• **SUPPLIED MATERIAL**:
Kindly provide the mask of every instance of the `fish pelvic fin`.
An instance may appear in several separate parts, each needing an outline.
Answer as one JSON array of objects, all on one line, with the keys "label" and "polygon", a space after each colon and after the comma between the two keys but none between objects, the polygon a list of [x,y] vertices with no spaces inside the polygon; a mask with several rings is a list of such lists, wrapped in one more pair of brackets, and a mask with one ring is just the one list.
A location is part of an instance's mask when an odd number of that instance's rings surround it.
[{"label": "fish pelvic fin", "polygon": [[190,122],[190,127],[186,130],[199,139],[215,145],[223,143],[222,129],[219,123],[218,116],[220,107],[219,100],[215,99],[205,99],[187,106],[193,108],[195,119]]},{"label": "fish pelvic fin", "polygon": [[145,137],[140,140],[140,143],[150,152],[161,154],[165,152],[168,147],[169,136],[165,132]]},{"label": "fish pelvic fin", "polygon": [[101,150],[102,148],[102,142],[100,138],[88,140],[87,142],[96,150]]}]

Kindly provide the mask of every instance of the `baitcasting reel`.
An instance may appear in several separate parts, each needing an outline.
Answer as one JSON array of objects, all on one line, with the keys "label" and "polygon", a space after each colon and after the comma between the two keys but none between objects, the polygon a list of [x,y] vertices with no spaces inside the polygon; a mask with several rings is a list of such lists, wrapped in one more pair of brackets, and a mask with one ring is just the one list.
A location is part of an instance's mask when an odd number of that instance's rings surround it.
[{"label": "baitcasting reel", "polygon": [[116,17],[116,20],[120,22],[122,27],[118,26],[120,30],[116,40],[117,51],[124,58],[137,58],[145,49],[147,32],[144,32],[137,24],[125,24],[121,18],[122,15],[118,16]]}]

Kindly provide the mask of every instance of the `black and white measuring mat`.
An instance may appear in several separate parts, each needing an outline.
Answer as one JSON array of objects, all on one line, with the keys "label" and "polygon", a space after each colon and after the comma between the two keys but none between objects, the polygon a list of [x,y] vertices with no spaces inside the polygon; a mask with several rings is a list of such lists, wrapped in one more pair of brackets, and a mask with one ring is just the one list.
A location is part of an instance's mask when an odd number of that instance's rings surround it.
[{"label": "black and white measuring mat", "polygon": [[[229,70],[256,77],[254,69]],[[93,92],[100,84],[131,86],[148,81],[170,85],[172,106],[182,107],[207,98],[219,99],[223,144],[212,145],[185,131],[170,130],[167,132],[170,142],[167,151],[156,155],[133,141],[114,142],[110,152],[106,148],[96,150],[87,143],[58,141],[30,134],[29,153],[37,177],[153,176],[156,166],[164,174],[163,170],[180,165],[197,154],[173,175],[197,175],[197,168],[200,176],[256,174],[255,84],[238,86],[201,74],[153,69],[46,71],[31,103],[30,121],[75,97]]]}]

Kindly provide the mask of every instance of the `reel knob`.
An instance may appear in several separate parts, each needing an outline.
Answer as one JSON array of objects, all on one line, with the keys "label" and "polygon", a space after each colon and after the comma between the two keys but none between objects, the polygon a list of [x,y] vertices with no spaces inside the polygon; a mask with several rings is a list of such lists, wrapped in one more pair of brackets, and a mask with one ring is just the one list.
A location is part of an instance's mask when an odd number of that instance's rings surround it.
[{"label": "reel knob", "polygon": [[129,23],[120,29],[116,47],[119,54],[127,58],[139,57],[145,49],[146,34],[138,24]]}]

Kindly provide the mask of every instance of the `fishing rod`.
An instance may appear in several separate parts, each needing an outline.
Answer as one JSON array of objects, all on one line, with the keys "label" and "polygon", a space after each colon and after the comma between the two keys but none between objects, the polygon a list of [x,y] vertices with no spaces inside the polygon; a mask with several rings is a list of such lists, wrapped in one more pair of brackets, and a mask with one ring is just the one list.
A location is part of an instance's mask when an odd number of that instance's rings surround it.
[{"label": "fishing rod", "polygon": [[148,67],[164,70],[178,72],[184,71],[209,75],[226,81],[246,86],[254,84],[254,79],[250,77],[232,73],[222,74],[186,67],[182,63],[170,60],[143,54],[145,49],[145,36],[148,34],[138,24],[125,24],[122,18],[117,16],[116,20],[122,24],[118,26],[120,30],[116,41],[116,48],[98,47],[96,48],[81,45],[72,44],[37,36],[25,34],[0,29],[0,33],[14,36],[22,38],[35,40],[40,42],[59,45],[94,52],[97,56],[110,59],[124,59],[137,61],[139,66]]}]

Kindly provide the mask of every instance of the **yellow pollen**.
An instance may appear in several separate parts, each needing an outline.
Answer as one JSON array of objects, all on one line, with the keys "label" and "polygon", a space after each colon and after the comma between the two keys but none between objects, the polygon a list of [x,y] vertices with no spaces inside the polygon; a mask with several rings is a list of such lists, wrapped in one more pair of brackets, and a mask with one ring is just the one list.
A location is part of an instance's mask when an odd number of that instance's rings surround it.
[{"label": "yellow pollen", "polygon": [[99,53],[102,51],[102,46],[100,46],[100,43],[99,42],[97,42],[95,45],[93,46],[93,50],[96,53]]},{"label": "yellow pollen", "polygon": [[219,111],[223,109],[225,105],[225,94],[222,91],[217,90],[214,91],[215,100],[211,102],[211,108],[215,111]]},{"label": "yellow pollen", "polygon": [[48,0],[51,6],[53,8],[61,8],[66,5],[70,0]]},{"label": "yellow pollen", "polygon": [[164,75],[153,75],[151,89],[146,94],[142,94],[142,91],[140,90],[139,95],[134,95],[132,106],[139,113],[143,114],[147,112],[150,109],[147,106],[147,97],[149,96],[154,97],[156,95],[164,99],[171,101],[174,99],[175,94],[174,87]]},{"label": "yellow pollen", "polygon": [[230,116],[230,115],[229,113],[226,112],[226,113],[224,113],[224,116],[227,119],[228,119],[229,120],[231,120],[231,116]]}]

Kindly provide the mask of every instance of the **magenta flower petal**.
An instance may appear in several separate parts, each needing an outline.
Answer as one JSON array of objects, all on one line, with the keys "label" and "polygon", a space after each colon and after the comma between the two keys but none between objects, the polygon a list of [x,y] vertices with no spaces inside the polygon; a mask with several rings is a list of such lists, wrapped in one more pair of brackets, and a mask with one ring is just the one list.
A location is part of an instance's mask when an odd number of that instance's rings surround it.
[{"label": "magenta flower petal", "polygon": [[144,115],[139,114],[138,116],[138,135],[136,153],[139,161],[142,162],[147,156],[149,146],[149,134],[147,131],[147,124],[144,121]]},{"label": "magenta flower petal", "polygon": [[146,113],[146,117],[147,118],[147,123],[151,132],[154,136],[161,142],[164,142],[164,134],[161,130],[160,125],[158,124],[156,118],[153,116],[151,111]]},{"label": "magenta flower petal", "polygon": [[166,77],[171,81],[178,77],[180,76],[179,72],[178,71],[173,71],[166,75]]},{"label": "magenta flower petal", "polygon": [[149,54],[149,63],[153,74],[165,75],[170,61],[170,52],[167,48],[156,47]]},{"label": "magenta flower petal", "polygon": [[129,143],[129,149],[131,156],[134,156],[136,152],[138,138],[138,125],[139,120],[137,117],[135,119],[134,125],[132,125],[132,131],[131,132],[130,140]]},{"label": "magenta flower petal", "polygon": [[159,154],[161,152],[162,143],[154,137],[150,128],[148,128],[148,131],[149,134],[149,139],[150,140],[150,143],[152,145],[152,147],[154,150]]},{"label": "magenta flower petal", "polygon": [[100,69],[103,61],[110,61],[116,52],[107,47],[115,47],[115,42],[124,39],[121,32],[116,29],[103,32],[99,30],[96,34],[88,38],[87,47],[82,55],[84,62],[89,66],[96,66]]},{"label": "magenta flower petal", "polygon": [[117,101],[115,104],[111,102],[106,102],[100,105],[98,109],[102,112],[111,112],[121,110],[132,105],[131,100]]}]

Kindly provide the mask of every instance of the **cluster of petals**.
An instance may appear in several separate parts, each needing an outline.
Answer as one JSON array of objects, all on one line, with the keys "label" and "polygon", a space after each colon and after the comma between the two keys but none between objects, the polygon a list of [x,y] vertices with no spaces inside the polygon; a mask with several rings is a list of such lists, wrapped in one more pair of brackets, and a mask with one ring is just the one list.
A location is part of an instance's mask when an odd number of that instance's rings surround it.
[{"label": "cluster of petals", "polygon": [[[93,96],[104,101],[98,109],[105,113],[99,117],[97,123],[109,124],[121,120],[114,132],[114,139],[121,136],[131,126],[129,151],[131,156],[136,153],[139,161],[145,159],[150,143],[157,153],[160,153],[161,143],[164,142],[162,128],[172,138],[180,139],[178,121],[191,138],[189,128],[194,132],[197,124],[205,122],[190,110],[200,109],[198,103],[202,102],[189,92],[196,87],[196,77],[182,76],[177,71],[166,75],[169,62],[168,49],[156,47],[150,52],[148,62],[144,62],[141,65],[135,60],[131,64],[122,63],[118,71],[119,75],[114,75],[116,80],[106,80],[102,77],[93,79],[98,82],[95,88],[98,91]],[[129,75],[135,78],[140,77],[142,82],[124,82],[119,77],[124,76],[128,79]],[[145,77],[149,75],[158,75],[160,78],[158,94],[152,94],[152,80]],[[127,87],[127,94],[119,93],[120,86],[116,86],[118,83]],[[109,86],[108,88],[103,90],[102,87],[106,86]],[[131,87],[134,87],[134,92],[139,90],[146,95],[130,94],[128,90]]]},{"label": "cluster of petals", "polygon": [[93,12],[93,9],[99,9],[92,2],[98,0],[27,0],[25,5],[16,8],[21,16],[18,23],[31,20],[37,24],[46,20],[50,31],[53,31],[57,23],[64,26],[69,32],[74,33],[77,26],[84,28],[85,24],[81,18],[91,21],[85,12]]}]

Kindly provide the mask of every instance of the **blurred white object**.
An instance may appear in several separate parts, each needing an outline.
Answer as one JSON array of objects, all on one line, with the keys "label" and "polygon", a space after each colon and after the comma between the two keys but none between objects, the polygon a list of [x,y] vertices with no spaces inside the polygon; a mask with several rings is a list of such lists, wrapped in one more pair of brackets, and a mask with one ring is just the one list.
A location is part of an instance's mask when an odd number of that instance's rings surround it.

• **PROBLEM DESCRIPTION**: Recast the lines as a Markdown table with the columns Row and Line, starting with the line that contains "Kindly provide the mask of every instance of the **blurred" and going on through the last line of the items. Number each row and leave out any blank lines.

• **TASK RESULT**:
| Row | Line |
|---|---|
| 1 | Kindly provide the mask of every instance of the **blurred white object**. |
| 2 | An instance may appear in several separate parts, each needing an outline. |
| 3 | Answer as one JSON array of objects, all on one line, with the keys "label" and "polygon", a space after each colon and after the comma between the two keys but none between objects, the polygon a list of [x,y] vertices with no spaces inside the polygon; a mask with several rings is a list of such lists, wrapped in one more pair of brackets, and a mask with one ring is just the one list. |
| 4 | A location is part of an instance's mask when an odd number of that instance's rings surround it. |